━━━━━ Textauszug ━━━━━

Khalid Amine ist auch einer der Veranstalter der "Internationalen Tanger-Konferenz", die Ende Januar zum zweiten Mal unter dem Motto "Stimmen von Tanger" stattfand. Über 50 Akademiker und Autoren aus aller Welt nahmen daran teil. Ziel der alljährlichen Konferenz ist es, zu einer "kulturellen Revitalisierung Tangers" beizutragen, ohne "verklärende Nostalgie". "Die Namen von Mohammed Choukri, Paul Bowles und anderer Künstler sind überall in der Stadt eingraviert. In den Cafes und Bars, wo sie gesessen, geschrieben, Geschichten erzählt haben", erklärt Khalid Amine und nippt an seinem Minzetee. "Sie sind wie Geister, daran kann man nichts ändern, aber wir müssen weiter gehen, sie hinter uns lassen." Bei der Konferenz hörte man neue literarische "Stimmen" aus Marokko, Spanien und auch Deutschland. "Es wurde eine Brücke zwischen Ost und West geschlagen, die gerade in der heutigen Zeit sehr wichtig ist", meinte der Schweizer Florian Vetsch. Er war als Herausgeber des "Tanger Telegramms", der ersten umfassenden deutschsprachigen Tanger-Anthologie, eingeladen worden. Ein Buch, das tatsächlich eine Brücke zwischen dem alten und gegenwärtigen Tanger schlägt, westliche und marokkanische Autoren von damals und heute zusammenbringt.

Jeffrey Miller, ein Verleger aus den USA plädierte für einen internationalen Verlag, der gleichzeitig marokkanische und Autoren aus dem Westen publizieren sollte. "So würde man der kulturellen Vielfalt Tangers gerecht werden", meinte der Besitzer des "Cadmus" Verlages aus Kalifornien. "Tanger war schon immer eine internationale Stadt, wo verschiedene Kulturen, Sprachen und Religion friedlich koexistierten." Nächstes Jahr wird die Konferenz ("Picture-ing Tangiers") die "Bebilderung Tangers" zum Thema haben: Tanger im Film, in derr Musik, in der Malerei und in Büchern.

━━━━━ Gesammelte Daten ━━━━━

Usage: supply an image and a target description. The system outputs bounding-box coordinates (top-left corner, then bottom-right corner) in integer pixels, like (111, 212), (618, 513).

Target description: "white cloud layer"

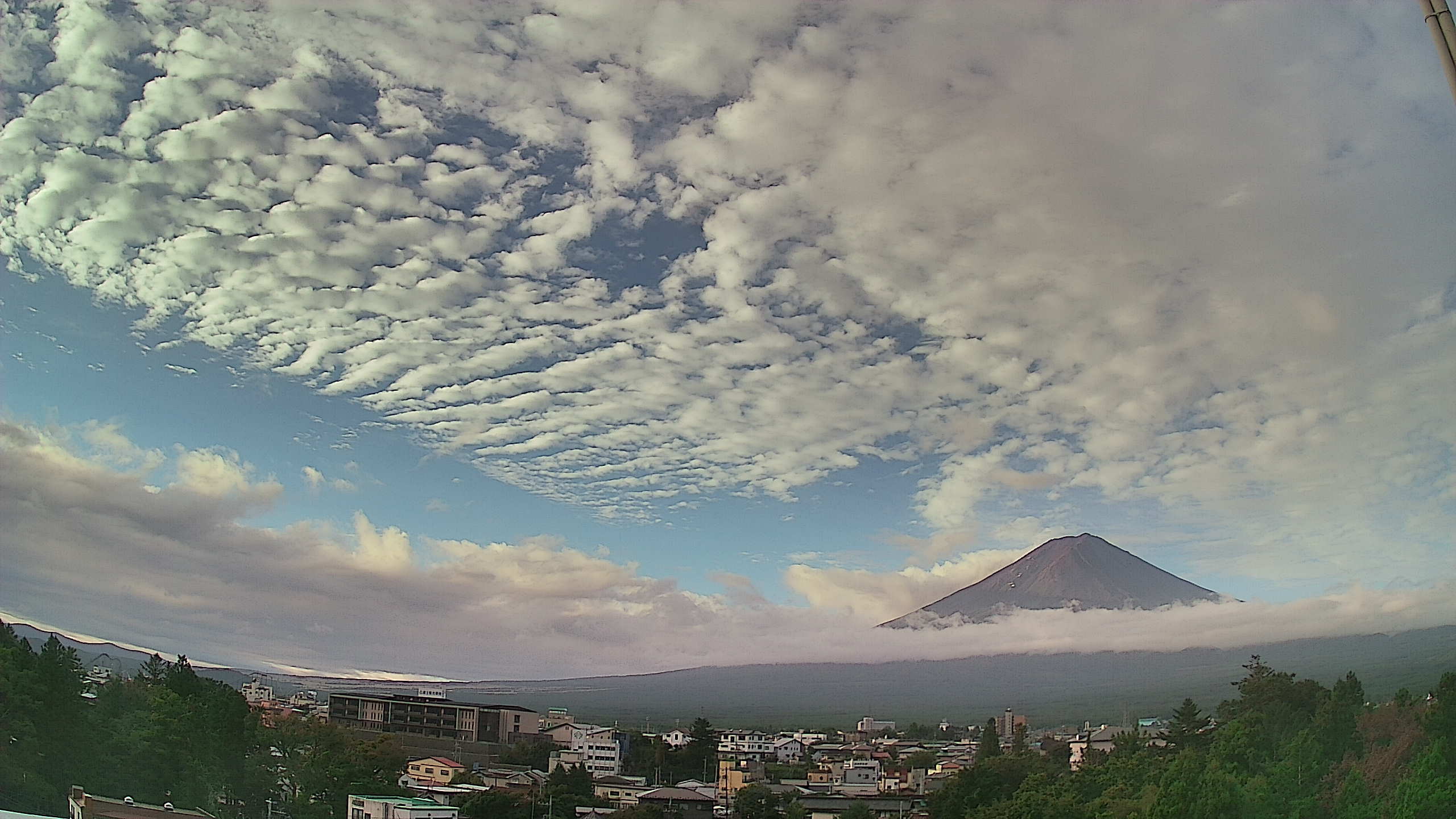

━━━━━

Beantworte anhand des Textes über die Tanger-Konferenz diese Fragen:
1. Wie viele Akademiker und Autoren nahmen an der Konferenz teil?
2. Welches Buch gab Florian Vetsch heraus?
3. Was soll im nächsten Jahr das Thema der Konferenz sein?
Die Daten spielen hierfür keine Rolle.

» **Ergebnis**:
1. Über 50.
2. Das „Tanger Telegramm“, die erste umfassende deutschsprachige Tanger-Anthologie.
3. Die „Bebilderung Tangers“ („Picture-ing Tangiers“): Tanger im Film, in der Musik, in der Malerei und in Büchern.